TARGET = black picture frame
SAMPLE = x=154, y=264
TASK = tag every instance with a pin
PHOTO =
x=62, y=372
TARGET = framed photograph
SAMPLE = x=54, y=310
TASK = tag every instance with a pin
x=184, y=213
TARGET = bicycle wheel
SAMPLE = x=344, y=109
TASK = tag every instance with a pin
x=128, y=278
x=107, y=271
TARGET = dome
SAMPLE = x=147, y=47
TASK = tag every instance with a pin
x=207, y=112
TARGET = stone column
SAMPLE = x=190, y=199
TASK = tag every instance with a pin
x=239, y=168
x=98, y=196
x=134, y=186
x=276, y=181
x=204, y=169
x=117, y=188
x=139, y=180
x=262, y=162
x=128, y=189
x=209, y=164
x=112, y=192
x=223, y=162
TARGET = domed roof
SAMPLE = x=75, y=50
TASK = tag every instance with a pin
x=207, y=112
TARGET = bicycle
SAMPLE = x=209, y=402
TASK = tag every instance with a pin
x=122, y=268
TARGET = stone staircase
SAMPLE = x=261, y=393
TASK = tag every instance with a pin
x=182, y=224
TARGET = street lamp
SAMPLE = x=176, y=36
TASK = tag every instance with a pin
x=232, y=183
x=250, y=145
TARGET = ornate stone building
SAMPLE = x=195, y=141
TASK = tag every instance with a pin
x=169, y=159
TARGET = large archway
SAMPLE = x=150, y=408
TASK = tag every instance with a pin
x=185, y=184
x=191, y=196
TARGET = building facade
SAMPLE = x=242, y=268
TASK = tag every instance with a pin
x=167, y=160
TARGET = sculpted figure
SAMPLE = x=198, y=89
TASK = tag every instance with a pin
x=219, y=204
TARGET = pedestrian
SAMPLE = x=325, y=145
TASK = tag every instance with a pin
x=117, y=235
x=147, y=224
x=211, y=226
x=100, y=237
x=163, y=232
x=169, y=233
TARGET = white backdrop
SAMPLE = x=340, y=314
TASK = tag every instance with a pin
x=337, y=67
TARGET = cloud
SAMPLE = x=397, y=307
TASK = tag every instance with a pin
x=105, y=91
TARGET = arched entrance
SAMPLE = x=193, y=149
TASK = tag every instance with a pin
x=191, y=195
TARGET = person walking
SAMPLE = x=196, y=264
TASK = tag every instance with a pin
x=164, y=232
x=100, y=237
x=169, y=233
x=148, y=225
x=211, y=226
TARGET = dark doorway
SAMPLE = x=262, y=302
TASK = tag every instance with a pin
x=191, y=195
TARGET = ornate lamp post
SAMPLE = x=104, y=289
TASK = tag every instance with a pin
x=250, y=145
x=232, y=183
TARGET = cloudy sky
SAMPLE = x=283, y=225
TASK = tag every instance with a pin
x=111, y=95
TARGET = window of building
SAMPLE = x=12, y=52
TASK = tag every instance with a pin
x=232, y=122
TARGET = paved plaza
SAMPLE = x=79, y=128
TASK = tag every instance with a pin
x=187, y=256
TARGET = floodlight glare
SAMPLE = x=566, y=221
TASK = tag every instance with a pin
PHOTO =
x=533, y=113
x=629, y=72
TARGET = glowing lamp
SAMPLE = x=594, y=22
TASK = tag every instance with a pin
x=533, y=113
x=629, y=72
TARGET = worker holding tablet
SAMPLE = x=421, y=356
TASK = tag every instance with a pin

--- --- ---

• _Task brief_:
Every word of the data above should be given again, exactly as it stands.

• _Output for this task_:
TARGET = black picture frame
SAMPLE = x=154, y=264
TASK = tag every instance with a pin
PHOTO =
x=62, y=372
TARGET = framed photograph
SAMPLE = x=54, y=310
TASK = tag every instance with a pin
x=184, y=213
TARGET = bicycle wheel
SAMPLE = x=344, y=109
TASK = tag every instance with a pin
x=128, y=278
x=107, y=271
TARGET = dome
SAMPLE = x=147, y=47
TASK = tag every instance with a pin
x=207, y=112
TARGET = stone column
SAMPLE = x=190, y=199
TASK = tag every instance with a pin
x=239, y=168
x=98, y=196
x=134, y=186
x=276, y=181
x=204, y=169
x=117, y=188
x=139, y=180
x=262, y=162
x=128, y=189
x=209, y=164
x=112, y=192
x=223, y=162
TARGET = domed roof
SAMPLE = x=75, y=50
TASK = tag every instance with a pin
x=207, y=112
TARGET = bicycle
SAMPLE = x=209, y=402
TASK = tag every instance with a pin
x=122, y=268
TARGET = stone staircase
SAMPLE = x=261, y=393
TASK = tag every instance with a pin
x=182, y=224
TARGET = street lamp
SAMPLE = x=176, y=36
TASK = tag every instance with a pin
x=232, y=183
x=250, y=145
TARGET = ornate stone building
SAMPLE = x=195, y=141
TASK = tag every instance with a pin
x=169, y=159
TARGET = large archway
SAMPLE = x=150, y=408
TASK = tag every instance with a pin
x=185, y=184
x=191, y=196
TARGET = building facade
SAMPLE = x=242, y=268
TASK = tag every instance with a pin
x=167, y=160
TARGET = sculpted figure
SAMPLE = x=198, y=89
TASK = tag every instance with a pin
x=219, y=204
TARGET = pedestrian
SAMPLE = x=325, y=145
TASK = tag every instance with a pin
x=117, y=235
x=147, y=224
x=211, y=226
x=100, y=237
x=163, y=232
x=169, y=233
TARGET = white backdrop
SAMPLE = x=340, y=314
TASK = tag every instance with a pin
x=337, y=67
TARGET = cloud
SAMPLE = x=397, y=307
TASK = tag every instance with a pin
x=105, y=91
TARGET = arched entrance
SAMPLE = x=193, y=149
TASK = tag every instance with a pin
x=191, y=195
TARGET = person walking
SAMPLE = x=196, y=264
TASK = tag every instance with a pin
x=164, y=232
x=100, y=237
x=169, y=233
x=148, y=225
x=211, y=226
TARGET = dark doorway
SAMPLE = x=262, y=302
TASK = tag every instance with a pin
x=191, y=195
TARGET = ornate lamp post
SAMPLE = x=104, y=289
TASK = tag every instance with a pin
x=250, y=145
x=232, y=183
TARGET = cloudy sky
SAMPLE = x=283, y=225
TASK = tag every instance with a pin
x=111, y=95
TARGET = window of building
SAMPLE = x=12, y=52
TASK = tag every instance with a pin
x=232, y=122
TARGET = paved plaza
SAMPLE = x=79, y=128
TASK = tag every instance with a pin
x=187, y=256
TARGET = floodlight glare
SAMPLE = x=566, y=221
TASK = tag every instance with a pin
PHOTO =
x=533, y=113
x=629, y=72
TARGET = glowing lamp
SAMPLE = x=594, y=22
TASK = tag every instance with a pin
x=533, y=113
x=629, y=72
TARGET = worker holding tablet
SAMPLE = x=421, y=356
TASK = tag every instance with a pin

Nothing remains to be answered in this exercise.